▶ **SOURCE DOCUMENT**
-=-=-=-=-
Sign-SGD via Parameter-Free Optimization¶

Conference: ICLR2026
OpenReview: https://openreview.net/forum?id=yDLD3D95w3
Code: https://github.com/brain-lab-research/ALIAS
Area: optimization
Keywords: Parameter-free optimization, Sign-SGD, Adaptive stepsize, LLM training, Gradient compression

TL;DR¶

This paper proposes ALIAS, a series of parameter-free Sign-SGD algorithms that eliminate the need for manual learning rate tuning. By estimating the objective gap and local smoothness constants per iteration, ALIAS automatically determines sign update stepsizes. It matches or exceeds tuned Sign-SGD and AdamW across LLaMA pre-training, Swin fine-tuning, and various benchmarks, significantly reducing the total computational cost associated with learning rate grid searches.

Background & Motivation¶

Background: The appeal of Sign-SGD stems from two directions. In distributed training, workers transmit only gradient signs for majority-vote aggregation, significantly compressing communication. In single-machine large model training, Sign-SGD maintains a lighter optimizer state than AdamW as it avoids storing first and second-moment estimates. As LLM and vision model scales increase, this "direction-only, statistics-free" optimizer has regained practical relevance.
-=-=-=-=-
▶ **MATERIAL PROVIDED**
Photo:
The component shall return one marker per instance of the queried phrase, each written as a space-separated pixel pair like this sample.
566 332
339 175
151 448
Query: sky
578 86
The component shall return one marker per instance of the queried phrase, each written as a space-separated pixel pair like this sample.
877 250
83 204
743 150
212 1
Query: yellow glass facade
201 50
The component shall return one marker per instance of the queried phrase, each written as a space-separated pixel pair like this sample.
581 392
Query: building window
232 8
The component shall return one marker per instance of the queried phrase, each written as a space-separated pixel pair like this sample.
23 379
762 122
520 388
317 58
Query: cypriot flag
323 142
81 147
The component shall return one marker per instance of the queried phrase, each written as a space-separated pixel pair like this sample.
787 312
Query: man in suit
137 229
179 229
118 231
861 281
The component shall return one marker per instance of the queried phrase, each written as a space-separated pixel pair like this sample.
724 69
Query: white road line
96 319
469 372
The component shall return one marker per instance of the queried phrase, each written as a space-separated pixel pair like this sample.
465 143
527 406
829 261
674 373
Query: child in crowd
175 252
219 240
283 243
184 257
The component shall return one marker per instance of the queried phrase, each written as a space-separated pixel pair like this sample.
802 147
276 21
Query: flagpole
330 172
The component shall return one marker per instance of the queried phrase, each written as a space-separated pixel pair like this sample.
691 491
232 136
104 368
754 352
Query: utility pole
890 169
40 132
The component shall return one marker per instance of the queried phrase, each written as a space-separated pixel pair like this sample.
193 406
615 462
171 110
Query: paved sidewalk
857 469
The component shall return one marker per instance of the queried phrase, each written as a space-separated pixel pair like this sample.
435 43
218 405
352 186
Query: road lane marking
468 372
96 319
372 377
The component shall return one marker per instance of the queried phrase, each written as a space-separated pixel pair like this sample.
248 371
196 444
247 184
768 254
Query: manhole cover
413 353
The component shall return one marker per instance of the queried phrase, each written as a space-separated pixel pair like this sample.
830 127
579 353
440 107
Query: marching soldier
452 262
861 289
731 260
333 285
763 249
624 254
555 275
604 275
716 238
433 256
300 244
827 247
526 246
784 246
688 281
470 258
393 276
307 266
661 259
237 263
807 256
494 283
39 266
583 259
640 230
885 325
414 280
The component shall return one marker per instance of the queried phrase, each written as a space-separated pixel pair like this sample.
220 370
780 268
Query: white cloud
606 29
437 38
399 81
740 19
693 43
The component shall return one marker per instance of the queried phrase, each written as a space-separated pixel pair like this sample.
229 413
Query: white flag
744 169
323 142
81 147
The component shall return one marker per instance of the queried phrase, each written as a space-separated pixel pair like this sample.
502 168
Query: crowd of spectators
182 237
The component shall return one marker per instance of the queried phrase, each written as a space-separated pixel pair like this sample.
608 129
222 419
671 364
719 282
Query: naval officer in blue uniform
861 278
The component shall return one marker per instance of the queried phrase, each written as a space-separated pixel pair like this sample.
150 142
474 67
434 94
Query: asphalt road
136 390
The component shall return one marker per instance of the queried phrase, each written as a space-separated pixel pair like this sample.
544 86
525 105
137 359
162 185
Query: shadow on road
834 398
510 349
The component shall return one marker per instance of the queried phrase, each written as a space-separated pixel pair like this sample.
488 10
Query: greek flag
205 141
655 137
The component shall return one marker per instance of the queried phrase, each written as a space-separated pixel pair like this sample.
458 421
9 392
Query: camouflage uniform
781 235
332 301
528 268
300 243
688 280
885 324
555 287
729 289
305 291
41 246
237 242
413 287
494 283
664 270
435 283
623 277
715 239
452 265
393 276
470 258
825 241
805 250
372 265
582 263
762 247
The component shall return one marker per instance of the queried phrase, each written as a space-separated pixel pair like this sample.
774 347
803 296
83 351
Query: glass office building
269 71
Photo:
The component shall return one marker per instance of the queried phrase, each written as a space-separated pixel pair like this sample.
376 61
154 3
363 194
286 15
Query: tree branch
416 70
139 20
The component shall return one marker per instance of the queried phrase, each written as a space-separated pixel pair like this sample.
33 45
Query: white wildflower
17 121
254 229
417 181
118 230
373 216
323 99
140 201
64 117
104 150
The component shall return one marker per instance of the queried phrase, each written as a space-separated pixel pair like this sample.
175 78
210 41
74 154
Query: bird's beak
-=-=-=-=-
▶ **TASKS AND EXERCISES**
1 > Summarize the page on parameter-free Sign-SGD in two sentences.
2 > According to the page on parameter-free Sign-SGD, what two things does ALIAS estimate at each iteration to determine its stepsizes?
3 > Carry the page on parameter-free Sign-SGD forward from the last sentence it shows.

▶ **ANSWERS FOR THIS EXERCISE**
1 > ALIAS is a series of parameter-free Sign-SGD algorithms that set sign update stepsizes automatically by estimating the objective gap and local smoothness constants at each iteration, so no manual learning rate tuning is needed. It matches or exceeds tuned Sign-SGD and AdamW in LLaMA pre-training, Swin fine-tuning, and other benchmarks, and Sign-SGD itself appeals because it compresses communication in distributed training and keeps a lighter optimizer state than AdamW.

2 > It estimates the objective gap and the local smoothness constants.

3 >
Limitations of Prior Work: The actual performance of Sign-SGD is highly dependent on the stepsize \(\gamma\). Classical theory for \(\ell_\infty\)-norm smooth objective functions suggests the average gradient 1-norm follows:

\[ \frac{1}{T}\sum_{t=0}^{T-1}\|\nabla f(x_t)\|_1 \leq \frac{\Delta^*}{\gamma T} + \frac{\gamma L_\infty}{2}, \]

where \(\Delta^*=f(x_0)-f(x^*)\) and \(L_\infty\) is the smoothness constant. The optimal stepsize \(\gamma\propto \sqrt{\Delta^*/(L_\infty T)}\) requires knowledge of both quantities, which are unknown in deep learning. Specifically, \(f(x^*)\) and local smoothness vary during training, making pre-specified values unreliable.

Key Challenge: While Sign-SGD aims to reduce memory and communication costs, the requirement for expensive grid searches for the learning rate offsets these savings. This is particularly problematic in LLM pre-training, where a single incorrect learning rate can waste significant GPU hours, obscuring whether sign-based optimizers actually save resources.

Goal: The authors aim to construct a parameter-free Sign-SGD that does not rely on prior knowledge of \(\Delta^*\) or \(L_\infty\), requires no restarts or additional searches, and covers deterministic, stochastic, and distributed settings while maintaining performance and memory advantages.

Key Insight: Instead of applying general parameter-free methods to SGD, the paper focuses on the two critical unknowns in Sign-SGD theory. The numerator \(\Delta^*\) is replaced by cumulative descent evidence or a known lower bound, while the denominator \(L_\infty\) is replaced by a local smoothness estimate derived from adjacent gradient changes and distances. Consequently, the stepsize is "bootstrapped" from the training trajectory.

Core Idea: Replace unknown constants in the optimal Sign-SGD stepsize with per-iteration proxies for \(\Delta^*\) and local \(L_\infty\), allowing sign updates to automatically achieve training dynamics comparable to tuned learning rates.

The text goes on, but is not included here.